_TEXT_.
++++++++++

2.1.1. Protocol Transactions
State transitions are initiated either by a request message from the agent to the middlebox or by some other event at the middlebox. In the first case, the middlebox informs the agent by sending a reply message on the actual state transition; in the second, the middlebox sends an unsolicited asynchronous notification message to each agent affected by the transaction (if it participates in an open session with the middlebox). Request and reply messages contain an agent-unique request identifier that allows the agent to determine to which sent request a received reply corresponds. An analysis of the requirements showed that four kinds of transactions are required: - Configuration transactions allowing the agent to request state transitions at the middlebox. - Asynchronous transactions allowing the middlebox to change state without a request by an agent. - Monitoring transactions allowing the agent to request state information from the middlebox. - Convenience transactions combining a set of configuration transactions. Configuration transactions and asynchronous transactions provide the basic MIDCOM protocol functionality. They are related to middlebox state transitions, and they concern establishment and termination of MIDCOM sessions and of policy rules. Monitoring transactions are not related to middlebox state transitions. They are used by agents to explore the number, status, and properties of policy rules established at the middlebox. Convenience transactions simplify MIDCOM sessions by combining a set of configuration transactions into a single one. They are not necessary for MIDCOM protocol operation. As specified in detail in section 3, configuration transactions and asynchronous transactions are mandatory. They must be implemented by a compliant middlebox. All convenience transactions are optional, and some of the monitoring transactions are optional.

++++++++++

Stored records

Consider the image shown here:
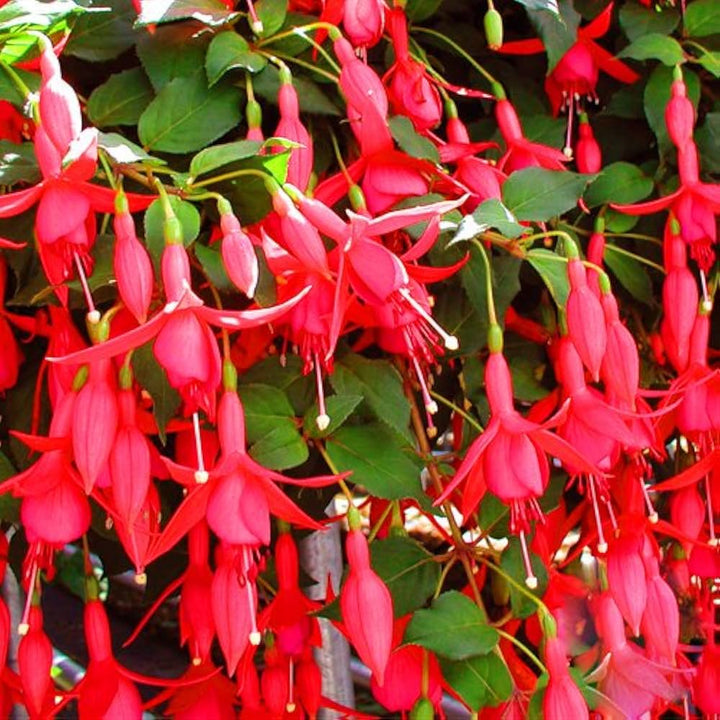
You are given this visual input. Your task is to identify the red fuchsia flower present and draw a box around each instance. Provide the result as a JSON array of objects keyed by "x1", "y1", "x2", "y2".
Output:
[
  {"x1": 543, "y1": 636, "x2": 590, "y2": 720},
  {"x1": 660, "y1": 215, "x2": 700, "y2": 372},
  {"x1": 565, "y1": 243, "x2": 607, "y2": 382},
  {"x1": 340, "y1": 507, "x2": 393, "y2": 687},
  {"x1": 218, "y1": 198, "x2": 259, "y2": 298},
  {"x1": 0, "y1": 40, "x2": 153, "y2": 310},
  {"x1": 435, "y1": 325, "x2": 599, "y2": 586},
  {"x1": 370, "y1": 645, "x2": 442, "y2": 712},
  {"x1": 595, "y1": 593, "x2": 676, "y2": 718},
  {"x1": 612, "y1": 71, "x2": 720, "y2": 273},
  {"x1": 500, "y1": 2, "x2": 640, "y2": 157},
  {"x1": 52, "y1": 200, "x2": 303, "y2": 419},
  {"x1": 384, "y1": 6, "x2": 442, "y2": 132},
  {"x1": 113, "y1": 191, "x2": 154, "y2": 324},
  {"x1": 275, "y1": 65, "x2": 314, "y2": 191},
  {"x1": 493, "y1": 83, "x2": 567, "y2": 175}
]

++++++++++

_TASKS AND EXERCISES_.
**a.** In the protocol transactions text, which two kinds of transactions must a compliant middlebox implement?
**b.** Echo the stored records line for line, omitting the pictures.
The text and the records have nothing to do with each other.

_RESPONSES PER TASK_.
**a.** Configuration transactions and asynchronous transactions.

**b.**
Consider the image shown here:
You are given this visual input. Your task is to identify the red fuchsia flower present and draw a box around each instance. Provide the result as a JSON array of objects keyed by "x1", "y1", "x2", "y2".
Output:
[
  {"x1": 543, "y1": 636, "x2": 590, "y2": 720},
  {"x1": 660, "y1": 215, "x2": 700, "y2": 372},
  {"x1": 565, "y1": 243, "x2": 607, "y2": 382},
  {"x1": 340, "y1": 507, "x2": 393, "y2": 687},
  {"x1": 218, "y1": 198, "x2": 259, "y2": 298},
  {"x1": 0, "y1": 40, "x2": 153, "y2": 310},
  {"x1": 435, "y1": 325, "x2": 599, "y2": 586},
  {"x1": 370, "y1": 645, "x2": 442, "y2": 712},
  {"x1": 595, "y1": 593, "x2": 676, "y2": 718},
  {"x1": 612, "y1": 71, "x2": 720, "y2": 273},
  {"x1": 500, "y1": 2, "x2": 640, "y2": 157},
  {"x1": 52, "y1": 200, "x2": 303, "y2": 419},
  {"x1": 384, "y1": 6, "x2": 442, "y2": 132},
  {"x1": 113, "y1": 191, "x2": 154, "y2": 324},
  {"x1": 275, "y1": 65, "x2": 314, "y2": 191},
  {"x1": 493, "y1": 83, "x2": 567, "y2": 175}
]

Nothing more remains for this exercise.